Copy each of the following lines word for word.
========================================================================
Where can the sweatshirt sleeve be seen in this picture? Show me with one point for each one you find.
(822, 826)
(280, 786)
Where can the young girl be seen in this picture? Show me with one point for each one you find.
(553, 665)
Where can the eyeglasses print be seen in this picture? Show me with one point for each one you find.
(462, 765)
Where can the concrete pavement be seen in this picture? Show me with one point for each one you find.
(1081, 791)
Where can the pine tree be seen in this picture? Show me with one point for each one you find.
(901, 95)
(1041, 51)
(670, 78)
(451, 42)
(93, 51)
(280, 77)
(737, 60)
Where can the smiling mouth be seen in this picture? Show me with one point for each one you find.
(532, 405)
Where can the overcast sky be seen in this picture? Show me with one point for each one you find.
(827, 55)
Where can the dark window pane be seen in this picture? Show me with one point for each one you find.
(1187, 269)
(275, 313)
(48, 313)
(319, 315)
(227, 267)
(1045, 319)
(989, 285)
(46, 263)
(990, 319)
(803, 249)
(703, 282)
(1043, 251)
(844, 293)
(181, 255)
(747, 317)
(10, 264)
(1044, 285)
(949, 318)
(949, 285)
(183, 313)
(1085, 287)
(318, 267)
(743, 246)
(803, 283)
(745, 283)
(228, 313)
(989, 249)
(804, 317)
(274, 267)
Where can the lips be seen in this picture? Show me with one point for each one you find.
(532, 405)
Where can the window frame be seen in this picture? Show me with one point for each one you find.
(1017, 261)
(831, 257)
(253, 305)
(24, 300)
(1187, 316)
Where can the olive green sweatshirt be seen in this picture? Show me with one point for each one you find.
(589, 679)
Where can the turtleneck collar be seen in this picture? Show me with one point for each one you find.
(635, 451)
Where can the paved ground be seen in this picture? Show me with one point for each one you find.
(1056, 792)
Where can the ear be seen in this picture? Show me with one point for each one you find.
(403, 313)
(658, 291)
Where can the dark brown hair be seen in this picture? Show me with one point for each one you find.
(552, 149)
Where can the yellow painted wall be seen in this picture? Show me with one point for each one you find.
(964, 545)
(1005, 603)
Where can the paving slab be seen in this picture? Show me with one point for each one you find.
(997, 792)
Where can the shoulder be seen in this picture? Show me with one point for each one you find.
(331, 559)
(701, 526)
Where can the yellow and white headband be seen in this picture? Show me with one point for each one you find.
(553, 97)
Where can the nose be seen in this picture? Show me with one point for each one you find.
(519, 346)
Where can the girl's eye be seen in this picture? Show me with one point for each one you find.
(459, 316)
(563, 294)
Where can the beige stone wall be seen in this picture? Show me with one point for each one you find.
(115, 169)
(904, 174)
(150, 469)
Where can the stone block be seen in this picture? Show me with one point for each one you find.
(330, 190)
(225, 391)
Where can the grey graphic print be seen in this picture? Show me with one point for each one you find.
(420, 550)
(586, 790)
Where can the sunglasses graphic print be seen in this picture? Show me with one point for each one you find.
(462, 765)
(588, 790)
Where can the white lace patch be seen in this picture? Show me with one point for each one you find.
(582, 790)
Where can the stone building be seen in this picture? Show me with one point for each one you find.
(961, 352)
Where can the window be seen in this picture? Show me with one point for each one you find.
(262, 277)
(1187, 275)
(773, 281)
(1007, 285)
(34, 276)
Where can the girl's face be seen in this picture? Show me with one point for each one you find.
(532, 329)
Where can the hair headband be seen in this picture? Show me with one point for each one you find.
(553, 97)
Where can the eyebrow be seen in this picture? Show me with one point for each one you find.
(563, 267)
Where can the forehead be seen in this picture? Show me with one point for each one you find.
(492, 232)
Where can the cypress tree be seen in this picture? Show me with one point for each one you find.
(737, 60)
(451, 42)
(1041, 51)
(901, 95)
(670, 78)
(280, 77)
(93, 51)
========================================================================
_FINAL RESULT:_
Where can the sweatshirt sleeve be seen in this picture? Show me with one point for each one you find.
(822, 826)
(280, 786)
Where can the young girl be seen in this picture? Show me with one point for each one you find.
(553, 665)
Where can the eyeglasses print be seen in this picture? Show me with one point for each one you find.
(462, 765)
Where can the concrete pavement be seen in this picture? Show me with one point for each one you find.
(1081, 791)
Where can the pine tree be seen in this picture? Show me with one point for each one you find.
(901, 95)
(1041, 51)
(670, 78)
(451, 42)
(93, 51)
(280, 77)
(737, 60)
Where can the smiling mouth be seen in this picture? Show me with one point for each one you find.
(532, 405)
Where can the overcast sky be seen in this picture? Show me with one point for each one you find.
(827, 55)
Where can the dark window pane be seen in this picture? Show me with one point for each one you find.
(1187, 269)
(275, 313)
(48, 313)
(319, 315)
(227, 267)
(1045, 319)
(989, 285)
(46, 263)
(990, 319)
(803, 249)
(703, 282)
(1043, 251)
(844, 293)
(181, 255)
(747, 317)
(10, 264)
(1044, 285)
(949, 318)
(949, 285)
(183, 313)
(1085, 287)
(318, 267)
(743, 246)
(803, 283)
(745, 283)
(228, 313)
(989, 249)
(804, 317)
(274, 267)
Where can the lips be seen in this picture? Show me with one point for each one you find.
(532, 405)
Where can the window frame be seen in this picture? Show me with one point for each one you find.
(1017, 261)
(831, 257)
(253, 305)
(24, 300)
(1187, 316)
Where can the olive green sweatshirt be seen in this picture? Show me with one point for each one you find.
(589, 679)
Where can the turtleneck collar be seen in this picture? Show me with one point for each one you find.
(635, 451)
Where can the paved ground be seen in this picture? Show me with one point for each one you find.
(1056, 792)
Where can the ear be seen in this picture? Show me with one point for each one you find.
(403, 313)
(658, 291)
Where can the dark brown hair be seen in this picture? Show me with one point for each one you find.
(552, 149)
Where can the yellow painted wall be seen in this picture? Show me with one point for each one you find.
(964, 545)
(1005, 603)
Where can the paving slab be seen in this picture? Show me with one point for each one you find.
(997, 792)
Where can the shoulder be seen in this picture? Show me with one point for each one you find.
(331, 559)
(701, 526)
Where can the yellow and white headband be seen in this picture? Show me with one point for each one you find.
(553, 97)
Where can the nose be seen in this picture? Show me with one point for each one you find.
(519, 346)
Where can the girl's eye be seen in this picture? Show me with one point for each one you find.
(459, 316)
(563, 294)
Where can the beige stone wall be seen in this picture? Show me with one point for each one you find.
(115, 169)
(904, 174)
(150, 469)
Where can the stone block be seen in this picture? Show me with one point for each one you find.
(330, 190)
(225, 391)
Where can the grey graphic print be seen in this picture? Show me with one point for each one you find.
(420, 550)
(586, 790)
Where can the sunglasses graphic print be seen in this picture? Show me with one point for each one you find.
(462, 765)
(588, 790)
Where can the white lace patch be seen in this picture? Show me with one point for each one you find.
(582, 790)
Where can the stone building be seen in this picture? Show me with one point for each one you find.
(961, 352)
Where can the window be seen in this picture? Show me with one point for each one you find.
(262, 277)
(1187, 275)
(773, 281)
(1007, 285)
(34, 276)
Where can the girl's face be seen in this picture? Show me with one point for each one you find.
(532, 329)
Where can the hair headband be seen in this picture? Show me with one point for each one you find.
(553, 97)
Where can the eyebrow be seen in this picture? Show me with one point for each one you find.
(563, 267)
Where can the forehead be seen in this picture? Show me with one point for each one you find.
(492, 232)
Where can the cypress tree be seen in this picture? Show me with one point for each one you find.
(737, 60)
(451, 42)
(1041, 51)
(901, 95)
(670, 78)
(280, 77)
(93, 51)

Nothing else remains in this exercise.